> [DATA EXTRACT]

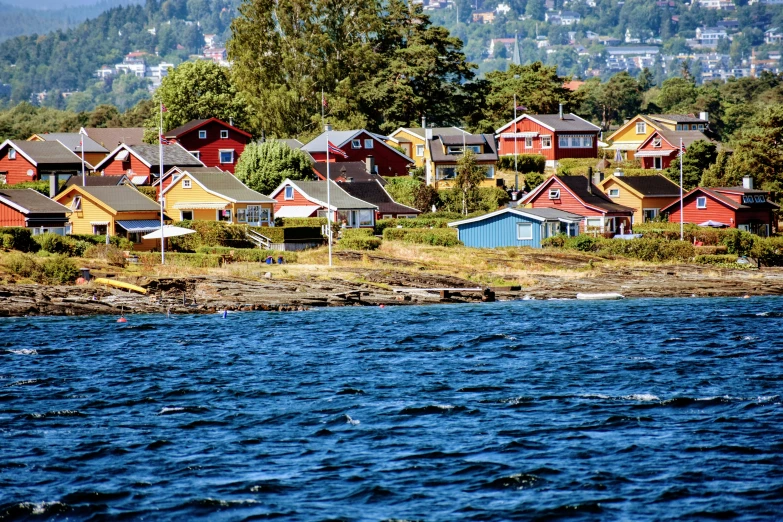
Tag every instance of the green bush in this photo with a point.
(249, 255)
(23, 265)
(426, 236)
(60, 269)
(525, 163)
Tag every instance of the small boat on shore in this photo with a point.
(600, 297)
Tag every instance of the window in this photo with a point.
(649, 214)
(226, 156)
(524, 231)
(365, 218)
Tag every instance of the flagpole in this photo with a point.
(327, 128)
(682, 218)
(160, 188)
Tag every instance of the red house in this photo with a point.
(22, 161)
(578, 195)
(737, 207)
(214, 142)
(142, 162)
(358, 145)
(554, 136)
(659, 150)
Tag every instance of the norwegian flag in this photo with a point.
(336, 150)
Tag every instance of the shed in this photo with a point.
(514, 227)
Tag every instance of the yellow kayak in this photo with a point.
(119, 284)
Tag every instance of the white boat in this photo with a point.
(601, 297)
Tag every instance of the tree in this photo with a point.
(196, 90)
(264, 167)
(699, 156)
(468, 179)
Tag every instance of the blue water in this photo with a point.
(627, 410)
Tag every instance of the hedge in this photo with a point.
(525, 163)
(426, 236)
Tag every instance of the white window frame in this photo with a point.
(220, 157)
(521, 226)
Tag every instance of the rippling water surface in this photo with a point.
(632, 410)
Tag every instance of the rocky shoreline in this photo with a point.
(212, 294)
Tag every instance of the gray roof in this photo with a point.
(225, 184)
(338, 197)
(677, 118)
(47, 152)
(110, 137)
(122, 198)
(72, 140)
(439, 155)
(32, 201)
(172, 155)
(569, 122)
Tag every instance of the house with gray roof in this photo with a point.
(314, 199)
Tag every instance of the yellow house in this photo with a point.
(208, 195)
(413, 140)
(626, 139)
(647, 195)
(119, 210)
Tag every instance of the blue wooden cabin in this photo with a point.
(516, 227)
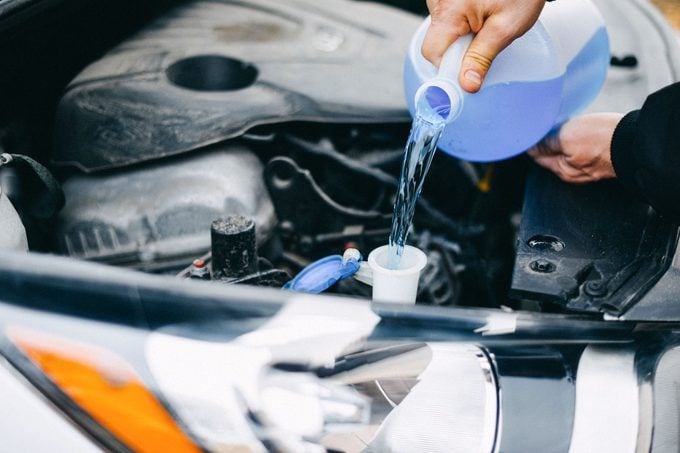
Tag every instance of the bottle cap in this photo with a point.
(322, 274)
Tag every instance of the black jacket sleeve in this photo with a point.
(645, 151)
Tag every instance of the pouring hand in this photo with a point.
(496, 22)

...

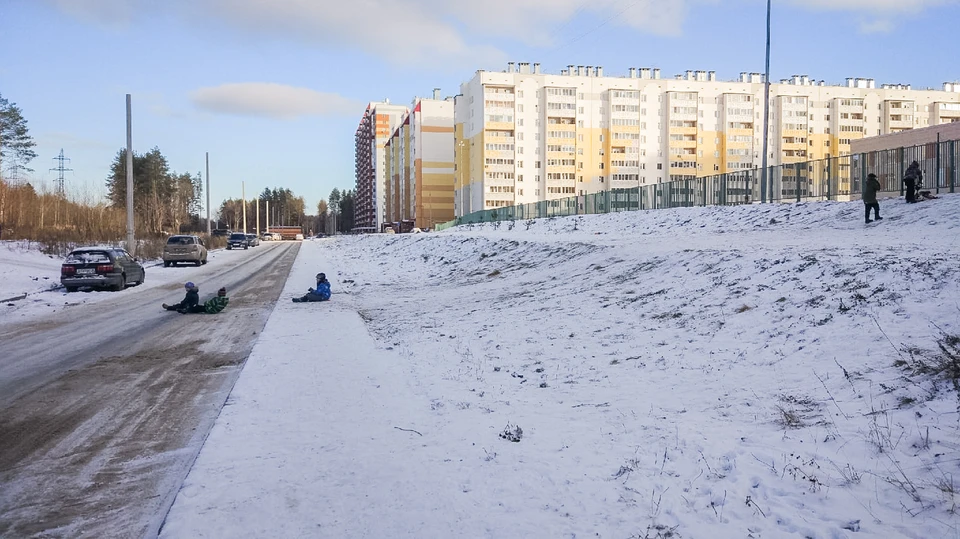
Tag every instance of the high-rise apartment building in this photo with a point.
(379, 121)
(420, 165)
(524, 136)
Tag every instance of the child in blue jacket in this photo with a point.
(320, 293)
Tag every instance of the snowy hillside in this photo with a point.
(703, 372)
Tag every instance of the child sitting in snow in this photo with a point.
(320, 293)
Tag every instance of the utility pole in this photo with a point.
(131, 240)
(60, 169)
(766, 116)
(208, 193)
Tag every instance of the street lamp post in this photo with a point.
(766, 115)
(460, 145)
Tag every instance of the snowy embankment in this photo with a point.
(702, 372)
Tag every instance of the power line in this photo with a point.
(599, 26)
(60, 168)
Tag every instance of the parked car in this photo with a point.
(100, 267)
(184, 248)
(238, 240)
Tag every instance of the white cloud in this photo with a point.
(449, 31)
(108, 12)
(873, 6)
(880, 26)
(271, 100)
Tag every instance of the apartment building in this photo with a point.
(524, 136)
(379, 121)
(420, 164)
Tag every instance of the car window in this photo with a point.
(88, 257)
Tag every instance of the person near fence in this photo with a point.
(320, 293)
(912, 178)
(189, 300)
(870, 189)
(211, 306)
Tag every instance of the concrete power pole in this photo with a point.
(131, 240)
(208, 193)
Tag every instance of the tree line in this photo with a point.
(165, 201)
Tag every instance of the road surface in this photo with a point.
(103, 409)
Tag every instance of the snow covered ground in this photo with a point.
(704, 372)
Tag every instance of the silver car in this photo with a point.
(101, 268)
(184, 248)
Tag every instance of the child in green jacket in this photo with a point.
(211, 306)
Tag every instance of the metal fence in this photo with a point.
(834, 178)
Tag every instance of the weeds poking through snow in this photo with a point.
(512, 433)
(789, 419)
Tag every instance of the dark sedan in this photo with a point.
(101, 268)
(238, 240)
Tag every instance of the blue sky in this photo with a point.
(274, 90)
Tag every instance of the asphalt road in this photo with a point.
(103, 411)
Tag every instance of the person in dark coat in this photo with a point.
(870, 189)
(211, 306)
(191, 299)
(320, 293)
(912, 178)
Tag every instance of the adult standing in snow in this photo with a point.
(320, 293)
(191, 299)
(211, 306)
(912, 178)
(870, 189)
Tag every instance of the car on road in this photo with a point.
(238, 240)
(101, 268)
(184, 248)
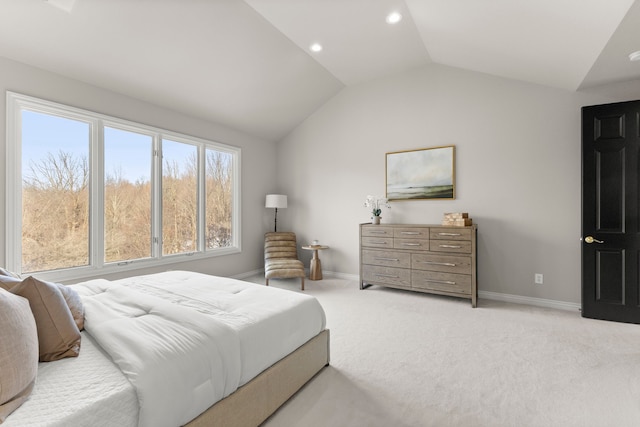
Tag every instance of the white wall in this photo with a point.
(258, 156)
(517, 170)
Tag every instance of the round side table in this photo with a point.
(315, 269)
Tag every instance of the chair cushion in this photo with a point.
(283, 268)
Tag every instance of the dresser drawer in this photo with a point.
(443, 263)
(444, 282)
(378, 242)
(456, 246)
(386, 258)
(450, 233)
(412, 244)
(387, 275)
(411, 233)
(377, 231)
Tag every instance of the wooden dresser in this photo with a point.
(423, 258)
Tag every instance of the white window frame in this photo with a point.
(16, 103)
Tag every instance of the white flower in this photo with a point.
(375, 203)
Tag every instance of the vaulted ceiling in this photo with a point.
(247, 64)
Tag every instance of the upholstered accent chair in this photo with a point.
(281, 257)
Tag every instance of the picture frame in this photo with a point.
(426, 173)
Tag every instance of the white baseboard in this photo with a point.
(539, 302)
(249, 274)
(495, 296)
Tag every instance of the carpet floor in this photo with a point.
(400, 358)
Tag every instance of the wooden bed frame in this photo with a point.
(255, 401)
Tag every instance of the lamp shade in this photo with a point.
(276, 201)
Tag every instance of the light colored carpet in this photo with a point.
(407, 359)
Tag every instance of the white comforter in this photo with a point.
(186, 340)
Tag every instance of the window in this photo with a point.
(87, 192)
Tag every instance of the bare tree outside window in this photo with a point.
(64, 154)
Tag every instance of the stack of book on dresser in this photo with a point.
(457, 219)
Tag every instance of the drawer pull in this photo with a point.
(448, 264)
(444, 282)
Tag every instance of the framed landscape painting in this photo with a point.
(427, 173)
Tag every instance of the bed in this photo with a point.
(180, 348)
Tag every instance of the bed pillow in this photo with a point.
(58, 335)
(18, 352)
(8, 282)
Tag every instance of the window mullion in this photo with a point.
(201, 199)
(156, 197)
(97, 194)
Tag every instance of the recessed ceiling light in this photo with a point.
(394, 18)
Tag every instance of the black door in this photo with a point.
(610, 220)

> [TO BE DONE]
Count the lines in the items above that contain the word "wooden" and reply with the number alone.

> [RESULT OF THIS EXERCISE]
3